◆ WRITTEN TASK
Return the lines beginning at the one that contains "Scouting task: drop one point on every instance of the pile" and continuing to the end of the entries, including both ends, exactly as written and nothing else.

Dataset excerpts on object pointing
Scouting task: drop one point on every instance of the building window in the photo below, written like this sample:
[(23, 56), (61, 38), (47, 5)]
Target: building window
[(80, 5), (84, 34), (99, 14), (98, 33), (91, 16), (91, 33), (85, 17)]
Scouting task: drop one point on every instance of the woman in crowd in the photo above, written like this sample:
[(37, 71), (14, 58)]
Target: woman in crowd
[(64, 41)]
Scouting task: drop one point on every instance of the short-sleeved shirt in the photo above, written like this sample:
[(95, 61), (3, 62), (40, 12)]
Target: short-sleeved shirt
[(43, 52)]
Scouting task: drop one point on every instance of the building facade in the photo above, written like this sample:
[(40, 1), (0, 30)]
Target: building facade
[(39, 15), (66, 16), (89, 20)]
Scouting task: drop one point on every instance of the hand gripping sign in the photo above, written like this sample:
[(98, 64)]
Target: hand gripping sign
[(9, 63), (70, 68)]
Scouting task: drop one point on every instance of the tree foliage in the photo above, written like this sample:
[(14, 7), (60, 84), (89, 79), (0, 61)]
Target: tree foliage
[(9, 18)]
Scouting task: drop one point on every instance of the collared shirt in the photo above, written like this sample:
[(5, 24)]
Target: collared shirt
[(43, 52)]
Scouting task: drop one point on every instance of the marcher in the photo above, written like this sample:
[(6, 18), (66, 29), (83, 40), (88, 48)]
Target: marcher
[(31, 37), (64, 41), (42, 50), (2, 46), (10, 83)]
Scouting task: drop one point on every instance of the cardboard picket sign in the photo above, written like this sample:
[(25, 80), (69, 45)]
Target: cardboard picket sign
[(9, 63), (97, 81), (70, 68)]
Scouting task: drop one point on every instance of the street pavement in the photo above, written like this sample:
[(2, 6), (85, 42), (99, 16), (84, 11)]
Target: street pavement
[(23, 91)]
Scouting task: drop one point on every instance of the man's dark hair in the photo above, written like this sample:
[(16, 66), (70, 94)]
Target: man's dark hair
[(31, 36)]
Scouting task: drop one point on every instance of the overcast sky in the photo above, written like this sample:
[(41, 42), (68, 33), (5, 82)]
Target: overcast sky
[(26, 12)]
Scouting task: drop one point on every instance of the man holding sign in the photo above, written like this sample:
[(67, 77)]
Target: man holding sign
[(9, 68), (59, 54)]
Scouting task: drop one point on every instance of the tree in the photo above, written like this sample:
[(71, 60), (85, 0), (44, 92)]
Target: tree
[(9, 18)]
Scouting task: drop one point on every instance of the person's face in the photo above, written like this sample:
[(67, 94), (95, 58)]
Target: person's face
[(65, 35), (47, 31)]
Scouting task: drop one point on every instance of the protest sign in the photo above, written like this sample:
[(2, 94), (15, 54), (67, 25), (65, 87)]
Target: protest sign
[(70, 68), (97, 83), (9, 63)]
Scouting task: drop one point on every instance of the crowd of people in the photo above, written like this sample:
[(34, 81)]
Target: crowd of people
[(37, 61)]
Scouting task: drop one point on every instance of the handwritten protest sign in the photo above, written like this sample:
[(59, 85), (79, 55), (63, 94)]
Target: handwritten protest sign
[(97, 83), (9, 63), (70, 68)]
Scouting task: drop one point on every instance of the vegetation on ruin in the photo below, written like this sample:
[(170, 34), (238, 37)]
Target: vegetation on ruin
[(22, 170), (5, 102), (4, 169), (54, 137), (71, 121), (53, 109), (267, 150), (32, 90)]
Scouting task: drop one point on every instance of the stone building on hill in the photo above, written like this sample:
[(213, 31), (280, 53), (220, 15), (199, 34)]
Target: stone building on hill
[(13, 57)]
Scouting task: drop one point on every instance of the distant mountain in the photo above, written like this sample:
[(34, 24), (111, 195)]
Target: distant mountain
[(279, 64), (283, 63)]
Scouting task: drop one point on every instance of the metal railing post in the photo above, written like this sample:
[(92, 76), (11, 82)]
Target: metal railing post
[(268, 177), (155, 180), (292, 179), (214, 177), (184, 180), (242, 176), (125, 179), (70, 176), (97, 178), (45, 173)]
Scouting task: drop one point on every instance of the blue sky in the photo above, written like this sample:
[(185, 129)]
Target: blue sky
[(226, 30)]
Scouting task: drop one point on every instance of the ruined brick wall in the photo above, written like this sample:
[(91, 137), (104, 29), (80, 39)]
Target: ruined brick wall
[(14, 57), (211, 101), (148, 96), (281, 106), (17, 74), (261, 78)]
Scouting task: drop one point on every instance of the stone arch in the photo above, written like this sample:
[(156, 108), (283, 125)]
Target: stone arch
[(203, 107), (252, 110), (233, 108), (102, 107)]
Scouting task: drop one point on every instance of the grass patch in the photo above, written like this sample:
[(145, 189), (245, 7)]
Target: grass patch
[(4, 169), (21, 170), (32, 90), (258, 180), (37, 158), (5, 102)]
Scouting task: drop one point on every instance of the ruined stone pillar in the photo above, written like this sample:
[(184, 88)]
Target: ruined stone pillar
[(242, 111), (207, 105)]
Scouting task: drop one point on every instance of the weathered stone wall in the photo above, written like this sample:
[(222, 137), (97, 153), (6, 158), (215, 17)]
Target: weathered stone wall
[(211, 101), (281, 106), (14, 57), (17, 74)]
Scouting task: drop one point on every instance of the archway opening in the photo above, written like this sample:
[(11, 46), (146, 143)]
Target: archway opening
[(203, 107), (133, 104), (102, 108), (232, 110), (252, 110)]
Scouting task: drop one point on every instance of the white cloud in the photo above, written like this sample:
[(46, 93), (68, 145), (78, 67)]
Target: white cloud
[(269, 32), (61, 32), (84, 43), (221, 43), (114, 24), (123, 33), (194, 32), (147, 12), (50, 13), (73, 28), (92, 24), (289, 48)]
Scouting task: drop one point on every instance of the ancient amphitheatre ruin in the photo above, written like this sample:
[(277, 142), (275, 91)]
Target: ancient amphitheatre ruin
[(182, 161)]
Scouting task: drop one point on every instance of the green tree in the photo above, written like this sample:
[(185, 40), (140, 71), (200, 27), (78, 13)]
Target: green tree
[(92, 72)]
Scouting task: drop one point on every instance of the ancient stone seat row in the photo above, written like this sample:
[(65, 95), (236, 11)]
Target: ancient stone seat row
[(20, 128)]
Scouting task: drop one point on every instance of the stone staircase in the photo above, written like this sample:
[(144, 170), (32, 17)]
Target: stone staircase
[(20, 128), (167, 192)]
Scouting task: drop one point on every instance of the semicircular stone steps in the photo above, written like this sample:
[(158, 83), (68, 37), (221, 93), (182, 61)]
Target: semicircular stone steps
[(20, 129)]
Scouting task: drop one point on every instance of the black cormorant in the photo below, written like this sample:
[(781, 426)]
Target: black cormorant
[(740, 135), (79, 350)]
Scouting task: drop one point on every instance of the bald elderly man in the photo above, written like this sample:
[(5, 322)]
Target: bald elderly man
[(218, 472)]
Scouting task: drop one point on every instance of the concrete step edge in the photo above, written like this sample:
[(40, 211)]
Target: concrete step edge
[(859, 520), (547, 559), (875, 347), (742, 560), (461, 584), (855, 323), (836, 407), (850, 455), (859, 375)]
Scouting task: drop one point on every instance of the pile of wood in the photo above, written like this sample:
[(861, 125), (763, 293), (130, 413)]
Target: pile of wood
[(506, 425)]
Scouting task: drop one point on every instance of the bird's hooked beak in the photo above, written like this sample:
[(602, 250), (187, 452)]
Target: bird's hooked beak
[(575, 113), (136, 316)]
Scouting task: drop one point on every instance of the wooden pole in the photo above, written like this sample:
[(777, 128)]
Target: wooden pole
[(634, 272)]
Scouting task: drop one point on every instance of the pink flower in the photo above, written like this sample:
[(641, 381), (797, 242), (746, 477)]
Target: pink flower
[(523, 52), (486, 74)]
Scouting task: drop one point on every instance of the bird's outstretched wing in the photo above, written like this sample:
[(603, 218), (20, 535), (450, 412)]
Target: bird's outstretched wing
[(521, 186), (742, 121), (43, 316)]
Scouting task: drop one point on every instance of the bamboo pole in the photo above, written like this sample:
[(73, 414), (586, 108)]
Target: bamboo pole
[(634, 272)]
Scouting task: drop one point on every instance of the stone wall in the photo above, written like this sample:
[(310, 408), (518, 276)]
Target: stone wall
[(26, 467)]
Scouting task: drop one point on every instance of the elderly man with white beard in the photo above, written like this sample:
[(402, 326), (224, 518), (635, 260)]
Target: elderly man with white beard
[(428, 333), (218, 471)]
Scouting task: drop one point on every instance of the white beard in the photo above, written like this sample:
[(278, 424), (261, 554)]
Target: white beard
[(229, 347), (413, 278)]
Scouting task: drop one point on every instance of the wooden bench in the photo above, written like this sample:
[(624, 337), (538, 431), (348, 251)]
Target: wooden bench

◆ SOLUTION TO THE EXERCISE
Scouting task: drop one point on every instance of the pile of wood in the photo above, written like this sample:
[(861, 125), (763, 293), (130, 413)]
Target: pile of wood
[(506, 425)]
Scouting task: drop one point on every instance of the bird's hooked beak in the photo above, written like this sample:
[(602, 250), (187, 452)]
Target: bird's hooked beak
[(575, 113), (136, 316)]
Scouting task: drop one point on every instance of the wooden pole in the photo above, written like this sample:
[(777, 128)]
Target: wooden pole
[(634, 272)]
Scouting task: drop one point on every instance of the pink flower in the photo above, written like this sample:
[(641, 381), (797, 242), (746, 477)]
Target: pink flower
[(523, 52), (486, 74)]
Scouting task: drop one point on every instance of the bird's outstretched wing in the photo above, written like this sample:
[(603, 218), (20, 535), (450, 412)]
Target: bird's outstretched wing
[(521, 186), (742, 121), (43, 316)]
Scouting task: drop one point on every instance of the bamboo pole in the photo above, written like this sample:
[(73, 414), (586, 108)]
Target: bamboo pole
[(634, 272)]
Scouting task: drop one point on every instance of the stone wall in the photo above, written like this sample:
[(310, 408), (518, 276)]
Target: stone wall
[(26, 467)]
Scouting task: drop one point on every instance of the elderly man with white beard in the photo above, written like this sample:
[(402, 326), (224, 518), (635, 260)]
Target: elderly man with white beard
[(428, 333), (218, 471)]
Scouting task: drop one point on every instance of the white beard in the photo above, written like this sample:
[(278, 424), (261, 554)]
Target: white beard
[(229, 347), (413, 278)]
Scouting task: drop one point on every instance of the wooden bench in the photo above, written like this sample:
[(624, 337), (538, 431), (348, 251)]
Target: wooden bench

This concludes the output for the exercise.